→ Problem to solve: Please restate each line of the material word for word and omit any pictures.

____

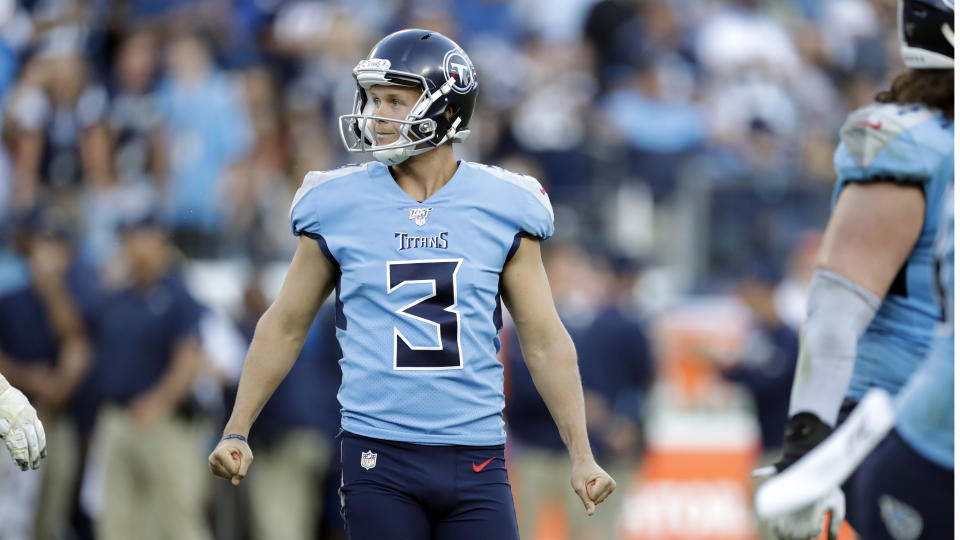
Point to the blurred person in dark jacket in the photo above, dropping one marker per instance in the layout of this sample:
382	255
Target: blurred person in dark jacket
44	351
617	366
766	364
295	436
148	436
539	457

____

→ Answer space:
Point to the blurred person in dark jacket in the photo above, dropping one marker per instance in the layout of this sample:
382	255
Target: blurred person in dark jacket
44	351
617	366
766	364
295	436
148	436
539	457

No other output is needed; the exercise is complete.